--- BEGIN Exercise material ---

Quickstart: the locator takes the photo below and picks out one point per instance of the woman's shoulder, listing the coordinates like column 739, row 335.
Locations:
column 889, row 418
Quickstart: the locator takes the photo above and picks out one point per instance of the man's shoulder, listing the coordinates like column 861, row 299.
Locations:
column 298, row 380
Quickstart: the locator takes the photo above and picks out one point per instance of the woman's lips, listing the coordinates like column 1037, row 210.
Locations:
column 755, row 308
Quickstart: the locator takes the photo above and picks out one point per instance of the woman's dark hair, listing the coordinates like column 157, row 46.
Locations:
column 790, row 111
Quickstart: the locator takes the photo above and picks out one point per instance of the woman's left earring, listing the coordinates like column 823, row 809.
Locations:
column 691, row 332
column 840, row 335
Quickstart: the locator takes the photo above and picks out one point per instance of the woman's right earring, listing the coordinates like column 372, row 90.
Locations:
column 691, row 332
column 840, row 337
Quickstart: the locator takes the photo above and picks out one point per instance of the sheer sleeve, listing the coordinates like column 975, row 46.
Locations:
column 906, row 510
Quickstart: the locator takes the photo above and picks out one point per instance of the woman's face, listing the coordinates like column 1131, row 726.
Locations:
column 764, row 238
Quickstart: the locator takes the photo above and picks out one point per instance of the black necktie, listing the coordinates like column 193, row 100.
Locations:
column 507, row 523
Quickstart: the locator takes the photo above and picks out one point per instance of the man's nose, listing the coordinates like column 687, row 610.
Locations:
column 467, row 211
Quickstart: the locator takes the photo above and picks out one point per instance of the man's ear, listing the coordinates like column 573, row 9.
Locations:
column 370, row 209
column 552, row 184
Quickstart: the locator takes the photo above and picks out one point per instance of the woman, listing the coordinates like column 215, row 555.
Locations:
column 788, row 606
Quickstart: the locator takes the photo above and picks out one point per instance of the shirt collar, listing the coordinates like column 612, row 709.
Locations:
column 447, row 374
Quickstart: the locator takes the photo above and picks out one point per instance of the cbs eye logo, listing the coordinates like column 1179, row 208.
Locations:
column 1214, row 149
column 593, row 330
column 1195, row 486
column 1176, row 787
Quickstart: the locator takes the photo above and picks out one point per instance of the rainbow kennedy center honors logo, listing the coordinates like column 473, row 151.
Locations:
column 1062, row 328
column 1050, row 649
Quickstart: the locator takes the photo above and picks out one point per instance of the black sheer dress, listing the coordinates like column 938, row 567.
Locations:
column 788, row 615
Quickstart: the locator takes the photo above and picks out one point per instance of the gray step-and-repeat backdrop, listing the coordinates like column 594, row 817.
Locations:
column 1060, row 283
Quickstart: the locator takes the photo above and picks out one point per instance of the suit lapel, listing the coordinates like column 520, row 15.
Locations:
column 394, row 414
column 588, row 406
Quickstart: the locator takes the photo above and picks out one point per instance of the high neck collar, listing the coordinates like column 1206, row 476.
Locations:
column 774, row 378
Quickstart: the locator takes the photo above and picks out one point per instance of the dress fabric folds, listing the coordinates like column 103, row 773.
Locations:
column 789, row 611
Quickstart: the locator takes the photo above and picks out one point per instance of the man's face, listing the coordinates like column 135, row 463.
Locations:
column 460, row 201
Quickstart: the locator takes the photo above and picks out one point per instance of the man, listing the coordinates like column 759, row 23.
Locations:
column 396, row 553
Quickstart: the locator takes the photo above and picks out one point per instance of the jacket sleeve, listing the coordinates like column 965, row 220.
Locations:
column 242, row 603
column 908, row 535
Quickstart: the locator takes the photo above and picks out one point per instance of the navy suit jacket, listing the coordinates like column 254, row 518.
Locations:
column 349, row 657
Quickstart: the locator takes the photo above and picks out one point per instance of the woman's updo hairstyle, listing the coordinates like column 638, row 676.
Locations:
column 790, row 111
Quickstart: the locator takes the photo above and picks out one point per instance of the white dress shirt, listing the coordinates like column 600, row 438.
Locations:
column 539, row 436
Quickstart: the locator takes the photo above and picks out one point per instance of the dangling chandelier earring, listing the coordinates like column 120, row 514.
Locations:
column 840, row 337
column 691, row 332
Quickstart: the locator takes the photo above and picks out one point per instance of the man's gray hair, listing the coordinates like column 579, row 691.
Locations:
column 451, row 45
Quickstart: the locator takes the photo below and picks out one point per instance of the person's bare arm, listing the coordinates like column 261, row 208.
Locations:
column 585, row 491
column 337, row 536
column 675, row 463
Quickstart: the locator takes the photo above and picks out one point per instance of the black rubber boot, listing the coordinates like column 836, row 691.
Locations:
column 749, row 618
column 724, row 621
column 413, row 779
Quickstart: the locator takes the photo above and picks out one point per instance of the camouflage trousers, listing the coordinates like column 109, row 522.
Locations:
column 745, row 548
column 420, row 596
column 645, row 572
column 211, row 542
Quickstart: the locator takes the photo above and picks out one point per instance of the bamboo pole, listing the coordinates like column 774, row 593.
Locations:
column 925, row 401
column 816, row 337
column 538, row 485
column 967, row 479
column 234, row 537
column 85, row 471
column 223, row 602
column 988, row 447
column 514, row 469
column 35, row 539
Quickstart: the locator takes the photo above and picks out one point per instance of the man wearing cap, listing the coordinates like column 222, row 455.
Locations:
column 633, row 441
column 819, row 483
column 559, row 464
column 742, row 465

--- END Exercise material ---

### Work required
Present every line of the data above as a Markdown table with two columns, Number and Record line, numbering the rows in order and leaving out any blank lines.

### Task output
| Number | Record line |
|---|---|
| 1 | Quickstart: the locator takes the photo below and picks out one point per instance of the woman's shoulder, listing the coordinates like column 739, row 335. |
| 2 | Locations: |
| 3 | column 889, row 418 |
| 4 | Quickstart: the locator takes the photo above and picks out one point per instance of the man's shoulder, listing the coordinates like column 861, row 299. |
| 5 | Locations: |
| 6 | column 298, row 380 |
| 7 | Quickstart: the locator takes the photo above and picks out one point per instance of the woman's lips, listing the coordinates like column 1037, row 210. |
| 8 | Locations: |
| 9 | column 755, row 308 |
| 10 | Quickstart: the locator takes the photo above and picks out one point per instance of the woman's dark hair, listing the coordinates like column 157, row 46. |
| 11 | Locations: |
| 12 | column 790, row 111 |
| 13 | Quickstart: the locator takes the photo above and picks out one point per instance of the woman's left earring, listing the coordinates like column 823, row 809. |
| 14 | Locations: |
| 15 | column 691, row 332 |
| 16 | column 840, row 335 |
| 17 | Quickstart: the locator takes the photo above and picks out one point per instance of the woman's right earring, listing the coordinates like column 372, row 90. |
| 18 | Locations: |
| 19 | column 691, row 332 |
| 20 | column 840, row 337 |
| 21 | Quickstart: the locator takes the photo above and picks out one point per instance of the sheer sleeve, listing the coordinates like column 975, row 46. |
| 22 | Locations: |
| 23 | column 906, row 510 |
| 24 | Quickstart: the locator takes the photo above and picks out one point per instance of the woman's face, listing the coordinates like column 1131, row 726. |
| 25 | Locations: |
| 26 | column 764, row 238 |
| 27 | Quickstart: the locator takes the photo above and picks out one point per instance of the black necktie, listing the coordinates like column 193, row 100. |
| 28 | Locations: |
| 29 | column 507, row 523 |
| 30 | Quickstart: the locator takes the photo above and picks out one point per instance of the man's nose, listing the coordinates like column 687, row 610. |
| 31 | Locations: |
| 32 | column 467, row 211 |
| 33 | Quickstart: the locator takes the photo above and picks out one point per instance of the man's ear, listing the coordinates like column 573, row 9. |
| 34 | Locations: |
| 35 | column 370, row 209 |
| 36 | column 552, row 184 |
| 37 | Quickstart: the locator takes the photo above and picks out one point per instance of the woman, listing the coordinates like column 215, row 555. |
| 38 | Locations: |
| 39 | column 788, row 606 |
| 40 | Quickstart: the locator takes the photo above and picks out one point per instance of the shirt collar, listing the coordinates like column 612, row 709. |
| 41 | Locations: |
| 42 | column 447, row 374 |
| 43 | Quickstart: the locator takes the photo above and picks out one point per instance of the cbs eye logo, listing the coordinates like column 1179, row 208. |
| 44 | Locations: |
| 45 | column 1214, row 149 |
| 46 | column 593, row 330 |
| 47 | column 1195, row 486 |
| 48 | column 1176, row 787 |
| 49 | Quickstart: the locator takes the photo above and picks out one point per instance of the rainbow kennedy center honors logo, listing the coordinates like column 473, row 151. |
| 50 | Locations: |
| 51 | column 1062, row 328 |
| 52 | column 1050, row 649 |
| 53 | Quickstart: the locator takes the photo above and picks out one point per instance of the black sheer dress, listing the coordinates like column 938, row 567. |
| 54 | Locations: |
| 55 | column 788, row 615 |
| 56 | Quickstart: the locator takes the photo above and picks out one point per instance of the gray step-and-repeat backdrop, listing the coordinates like column 594, row 817. |
| 57 | Locations: |
| 58 | column 1060, row 283 |
| 59 | Quickstart: the locator takes the photo above and picks out one point per instance of the suit lapel, listing the coordinates like column 520, row 15. |
| 60 | Locations: |
| 61 | column 394, row 414 |
| 62 | column 588, row 406 |
| 63 | Quickstart: the locator takes the photo above and picks out one point per instance of the high neck collar, listing the coordinates like column 1206, row 476. |
| 64 | Locations: |
| 65 | column 774, row 378 |
| 66 | Quickstart: the locator takes the photo above and picks out one point per instance of the dress fabric folds, listing the coordinates like column 103, row 773. |
| 67 | Locations: |
| 68 | column 789, row 611 |
| 69 | Quickstart: the locator takes the photo above and picks out one point per instance of the man's face, listing the coordinates like column 135, row 463. |
| 70 | Locations: |
| 71 | column 460, row 201 |
| 72 | Quickstart: the locator takes the photo above and picks out one point per instance of the man, listing the coordinates like column 759, row 23. |
| 73 | Locations: |
| 74 | column 396, row 553 |
| 75 | Quickstart: the locator takes the photo above and picks out one point per instance of the jacket sleeve, listing the coordinates like column 965, row 220. |
| 76 | Locations: |
| 77 | column 242, row 603 |
| 78 | column 908, row 535 |
| 79 | Quickstart: the locator takes the photo above and picks out one point per instance of the navy suit jacket, listing the coordinates like column 254, row 518. |
| 80 | Locations: |
| 81 | column 349, row 657 |
| 82 | Quickstart: the locator takes the photo above and picks out one point per instance of the woman's updo hairstyle, listing the coordinates like column 638, row 676. |
| 83 | Locations: |
| 84 | column 790, row 111 |
| 85 | Quickstart: the locator takes the photo above and picks out one point per instance of the white dress shirt, listing the coordinates like column 600, row 438. |
| 86 | Locations: |
| 87 | column 539, row 436 |
| 88 | Quickstart: the locator takes the photo above and picks out one point per instance of the dangling chandelier earring, listing the coordinates like column 120, row 514. |
| 89 | Locations: |
| 90 | column 840, row 337 |
| 91 | column 691, row 332 |
| 92 | Quickstart: the locator takes the photo above and picks out one point per instance of the man's gray hair, listing the coordinates like column 579, row 691. |
| 93 | Locations: |
| 94 | column 451, row 45 |
| 95 | Quickstart: the locator takes the photo below and picks out one point per instance of the person's bare arm, listing the coordinates like column 261, row 208. |
| 96 | Locations: |
| 97 | column 585, row 491 |
| 98 | column 337, row 536 |
| 99 | column 675, row 463 |
| 100 | Quickstart: the locator takes the photo above and picks out one point per instance of the black rubber boot, listing the coordinates like column 836, row 691. |
| 101 | Locations: |
| 102 | column 749, row 618 |
| 103 | column 724, row 621 |
| 104 | column 413, row 779 |
| 105 | Quickstart: the locator takes the photo above and picks out one point per instance of the camouflage trousers, listing the coordinates like column 109, row 522. |
| 106 | Locations: |
| 107 | column 745, row 548 |
| 108 | column 420, row 596 |
| 109 | column 645, row 572 |
| 110 | column 211, row 542 |
| 111 | Quickstart: the locator takes the photo above and picks out one point per instance of the bamboo pole, listing the coordinates like column 774, row 593. |
| 112 | Locations: |
| 113 | column 925, row 401 |
| 114 | column 816, row 337 |
| 115 | column 538, row 485 |
| 116 | column 967, row 479 |
| 117 | column 234, row 537 |
| 118 | column 85, row 471 |
| 119 | column 223, row 602 |
| 120 | column 988, row 447 |
| 121 | column 514, row 469 |
| 122 | column 35, row 539 |
| 123 | Quickstart: the locator takes the photo above and picks out one point per instance of the man wearing cap, listing the coordinates like column 222, row 455. |
| 124 | Locations: |
| 125 | column 633, row 441 |
| 126 | column 819, row 483 |
| 127 | column 559, row 464 |
| 128 | column 742, row 465 |